» What the task asks:
Begin with the line containing "Target: white door" and copy every line after it to the end of the entries, exactly, leaving out the lines before it.

» Dataset records:
______________________________

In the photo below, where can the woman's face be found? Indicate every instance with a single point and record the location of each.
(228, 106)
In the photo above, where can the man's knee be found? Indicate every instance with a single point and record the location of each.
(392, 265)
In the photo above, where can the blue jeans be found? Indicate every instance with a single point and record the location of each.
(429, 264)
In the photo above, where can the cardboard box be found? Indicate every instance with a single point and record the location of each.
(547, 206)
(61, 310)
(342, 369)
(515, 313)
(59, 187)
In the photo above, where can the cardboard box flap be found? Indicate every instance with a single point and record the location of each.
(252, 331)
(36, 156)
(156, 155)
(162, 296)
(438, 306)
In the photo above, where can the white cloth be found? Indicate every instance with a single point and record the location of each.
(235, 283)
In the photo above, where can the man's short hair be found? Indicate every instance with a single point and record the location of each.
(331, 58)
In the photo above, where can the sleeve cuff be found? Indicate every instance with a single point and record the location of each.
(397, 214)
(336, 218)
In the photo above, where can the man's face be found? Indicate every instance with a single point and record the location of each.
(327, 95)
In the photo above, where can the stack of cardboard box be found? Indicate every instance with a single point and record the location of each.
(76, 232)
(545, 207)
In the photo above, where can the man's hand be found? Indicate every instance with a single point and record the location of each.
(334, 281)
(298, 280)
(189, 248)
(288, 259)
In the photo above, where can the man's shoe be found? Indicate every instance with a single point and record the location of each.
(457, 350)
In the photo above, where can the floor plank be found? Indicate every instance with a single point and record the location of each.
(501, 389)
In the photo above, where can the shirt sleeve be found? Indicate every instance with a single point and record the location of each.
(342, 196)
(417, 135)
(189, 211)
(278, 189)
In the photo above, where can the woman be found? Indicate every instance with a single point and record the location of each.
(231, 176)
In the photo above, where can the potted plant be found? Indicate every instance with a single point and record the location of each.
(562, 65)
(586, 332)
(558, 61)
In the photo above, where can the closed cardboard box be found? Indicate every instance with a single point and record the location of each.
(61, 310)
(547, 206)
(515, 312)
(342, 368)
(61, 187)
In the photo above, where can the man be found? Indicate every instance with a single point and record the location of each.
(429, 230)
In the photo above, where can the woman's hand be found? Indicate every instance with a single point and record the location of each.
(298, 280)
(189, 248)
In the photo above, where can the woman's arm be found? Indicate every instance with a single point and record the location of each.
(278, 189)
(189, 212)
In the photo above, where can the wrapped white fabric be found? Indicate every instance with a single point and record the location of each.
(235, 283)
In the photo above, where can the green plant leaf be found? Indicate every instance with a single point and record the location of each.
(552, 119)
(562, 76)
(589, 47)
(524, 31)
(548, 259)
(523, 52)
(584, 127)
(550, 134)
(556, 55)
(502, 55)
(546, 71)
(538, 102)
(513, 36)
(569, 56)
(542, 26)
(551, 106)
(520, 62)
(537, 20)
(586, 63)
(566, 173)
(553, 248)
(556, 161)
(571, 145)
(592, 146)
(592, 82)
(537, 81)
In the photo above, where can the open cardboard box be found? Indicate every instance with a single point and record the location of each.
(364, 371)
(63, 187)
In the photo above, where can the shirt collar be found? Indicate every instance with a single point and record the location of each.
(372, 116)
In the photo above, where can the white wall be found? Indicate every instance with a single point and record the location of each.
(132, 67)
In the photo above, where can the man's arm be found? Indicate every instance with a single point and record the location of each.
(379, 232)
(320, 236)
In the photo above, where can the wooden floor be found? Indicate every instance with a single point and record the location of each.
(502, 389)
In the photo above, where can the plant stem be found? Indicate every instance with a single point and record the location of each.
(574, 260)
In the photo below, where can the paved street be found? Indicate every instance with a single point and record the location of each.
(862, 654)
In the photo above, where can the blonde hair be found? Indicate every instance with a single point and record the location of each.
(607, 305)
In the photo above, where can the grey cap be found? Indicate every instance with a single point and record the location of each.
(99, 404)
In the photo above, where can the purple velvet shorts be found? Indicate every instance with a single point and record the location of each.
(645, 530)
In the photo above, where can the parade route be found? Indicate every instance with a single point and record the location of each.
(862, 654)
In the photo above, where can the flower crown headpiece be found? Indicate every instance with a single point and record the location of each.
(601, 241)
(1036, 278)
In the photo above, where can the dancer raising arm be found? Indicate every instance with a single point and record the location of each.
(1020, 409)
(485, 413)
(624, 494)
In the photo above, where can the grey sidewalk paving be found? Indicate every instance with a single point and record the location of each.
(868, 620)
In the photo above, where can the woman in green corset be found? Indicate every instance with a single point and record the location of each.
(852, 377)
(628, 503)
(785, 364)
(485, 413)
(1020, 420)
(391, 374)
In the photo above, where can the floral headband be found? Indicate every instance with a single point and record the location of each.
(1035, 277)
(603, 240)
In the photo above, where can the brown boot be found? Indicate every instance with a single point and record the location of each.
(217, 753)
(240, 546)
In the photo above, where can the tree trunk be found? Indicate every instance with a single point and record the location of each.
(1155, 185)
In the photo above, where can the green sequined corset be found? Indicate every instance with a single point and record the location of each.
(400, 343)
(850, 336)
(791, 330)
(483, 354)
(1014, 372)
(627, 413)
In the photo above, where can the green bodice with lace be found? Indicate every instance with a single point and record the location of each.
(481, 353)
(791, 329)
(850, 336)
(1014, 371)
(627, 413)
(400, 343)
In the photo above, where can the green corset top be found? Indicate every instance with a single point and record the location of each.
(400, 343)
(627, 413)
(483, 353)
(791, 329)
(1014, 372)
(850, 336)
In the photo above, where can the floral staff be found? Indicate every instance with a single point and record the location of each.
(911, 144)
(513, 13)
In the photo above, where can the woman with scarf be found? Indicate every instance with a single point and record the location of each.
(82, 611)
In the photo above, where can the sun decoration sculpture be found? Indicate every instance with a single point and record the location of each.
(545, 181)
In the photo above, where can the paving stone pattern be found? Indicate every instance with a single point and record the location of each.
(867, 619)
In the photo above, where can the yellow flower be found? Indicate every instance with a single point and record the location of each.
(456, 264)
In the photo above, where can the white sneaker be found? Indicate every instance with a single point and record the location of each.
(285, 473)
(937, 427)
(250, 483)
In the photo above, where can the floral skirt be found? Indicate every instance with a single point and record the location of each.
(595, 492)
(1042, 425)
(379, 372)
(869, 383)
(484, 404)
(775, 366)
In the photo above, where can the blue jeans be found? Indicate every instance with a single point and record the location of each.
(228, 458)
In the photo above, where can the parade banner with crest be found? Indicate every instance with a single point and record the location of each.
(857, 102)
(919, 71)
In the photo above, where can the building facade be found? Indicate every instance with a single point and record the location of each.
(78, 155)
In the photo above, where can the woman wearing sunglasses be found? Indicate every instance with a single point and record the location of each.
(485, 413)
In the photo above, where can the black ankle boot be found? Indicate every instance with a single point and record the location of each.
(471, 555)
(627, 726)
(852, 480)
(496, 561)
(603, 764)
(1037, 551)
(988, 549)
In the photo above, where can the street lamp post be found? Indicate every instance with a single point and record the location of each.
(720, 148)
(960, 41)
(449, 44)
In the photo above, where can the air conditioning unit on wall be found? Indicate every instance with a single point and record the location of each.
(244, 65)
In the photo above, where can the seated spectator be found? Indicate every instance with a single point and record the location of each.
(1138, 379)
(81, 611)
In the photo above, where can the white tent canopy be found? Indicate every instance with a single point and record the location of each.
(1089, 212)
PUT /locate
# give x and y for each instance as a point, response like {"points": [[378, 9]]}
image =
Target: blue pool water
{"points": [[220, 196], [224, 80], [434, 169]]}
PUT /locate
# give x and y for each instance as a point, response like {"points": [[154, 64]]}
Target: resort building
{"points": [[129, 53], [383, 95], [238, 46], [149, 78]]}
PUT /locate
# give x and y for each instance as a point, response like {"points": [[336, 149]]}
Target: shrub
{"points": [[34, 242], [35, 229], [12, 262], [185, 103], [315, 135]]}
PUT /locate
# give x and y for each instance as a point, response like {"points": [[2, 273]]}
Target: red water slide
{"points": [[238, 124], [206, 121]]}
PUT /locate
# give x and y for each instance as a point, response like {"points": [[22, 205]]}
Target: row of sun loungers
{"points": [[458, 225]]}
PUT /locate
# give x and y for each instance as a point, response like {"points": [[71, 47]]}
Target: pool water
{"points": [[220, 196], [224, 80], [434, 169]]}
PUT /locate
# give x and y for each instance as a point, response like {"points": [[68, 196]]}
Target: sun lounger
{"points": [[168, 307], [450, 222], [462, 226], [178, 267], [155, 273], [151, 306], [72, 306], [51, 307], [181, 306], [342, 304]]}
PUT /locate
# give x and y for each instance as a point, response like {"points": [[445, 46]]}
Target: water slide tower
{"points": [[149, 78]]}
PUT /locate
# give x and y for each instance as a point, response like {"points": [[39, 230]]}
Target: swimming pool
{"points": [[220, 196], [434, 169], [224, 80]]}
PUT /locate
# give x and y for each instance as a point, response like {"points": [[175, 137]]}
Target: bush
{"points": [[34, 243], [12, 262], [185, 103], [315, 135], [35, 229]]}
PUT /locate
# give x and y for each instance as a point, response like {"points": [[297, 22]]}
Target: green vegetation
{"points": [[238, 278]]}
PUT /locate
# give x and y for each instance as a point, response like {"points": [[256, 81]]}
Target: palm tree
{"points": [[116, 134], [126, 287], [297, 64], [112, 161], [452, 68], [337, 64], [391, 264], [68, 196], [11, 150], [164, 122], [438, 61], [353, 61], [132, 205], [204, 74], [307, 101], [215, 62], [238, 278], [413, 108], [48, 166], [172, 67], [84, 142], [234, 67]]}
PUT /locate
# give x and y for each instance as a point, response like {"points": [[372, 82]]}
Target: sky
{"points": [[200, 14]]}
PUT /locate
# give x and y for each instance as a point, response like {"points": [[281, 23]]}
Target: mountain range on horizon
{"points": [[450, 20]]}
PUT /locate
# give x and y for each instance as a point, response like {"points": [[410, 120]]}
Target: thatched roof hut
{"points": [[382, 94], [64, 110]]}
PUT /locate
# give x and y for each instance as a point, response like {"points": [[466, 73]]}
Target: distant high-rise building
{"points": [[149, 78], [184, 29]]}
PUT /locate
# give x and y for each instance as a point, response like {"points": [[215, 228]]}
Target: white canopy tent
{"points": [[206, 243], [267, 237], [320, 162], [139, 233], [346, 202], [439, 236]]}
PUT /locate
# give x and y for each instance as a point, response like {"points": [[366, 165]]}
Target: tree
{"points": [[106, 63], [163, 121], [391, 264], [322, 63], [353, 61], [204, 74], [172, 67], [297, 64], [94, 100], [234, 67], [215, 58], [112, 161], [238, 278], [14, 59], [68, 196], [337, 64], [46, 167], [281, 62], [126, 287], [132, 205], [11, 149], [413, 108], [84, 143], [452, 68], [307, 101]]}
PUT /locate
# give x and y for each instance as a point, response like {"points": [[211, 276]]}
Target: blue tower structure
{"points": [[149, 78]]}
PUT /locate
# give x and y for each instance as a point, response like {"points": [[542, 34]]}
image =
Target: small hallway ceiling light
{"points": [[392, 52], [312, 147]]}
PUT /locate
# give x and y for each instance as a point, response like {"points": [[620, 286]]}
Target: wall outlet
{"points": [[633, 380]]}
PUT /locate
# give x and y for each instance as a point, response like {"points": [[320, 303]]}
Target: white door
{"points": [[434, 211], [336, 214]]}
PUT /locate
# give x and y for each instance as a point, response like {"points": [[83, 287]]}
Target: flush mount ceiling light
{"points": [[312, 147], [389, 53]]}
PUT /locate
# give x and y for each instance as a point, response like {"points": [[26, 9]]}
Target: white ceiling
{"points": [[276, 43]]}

______________________________

» Output of the task:
Target: white door
{"points": [[434, 211], [336, 214]]}
PUT /locate
# give x and y for each instance as a point, response like {"points": [[83, 287]]}
Target: flush mount ceiling light
{"points": [[312, 147], [389, 53]]}
PUT /locate
# give x and y for each instance as a point, response like {"points": [[26, 9]]}
Target: white ceiling
{"points": [[276, 43]]}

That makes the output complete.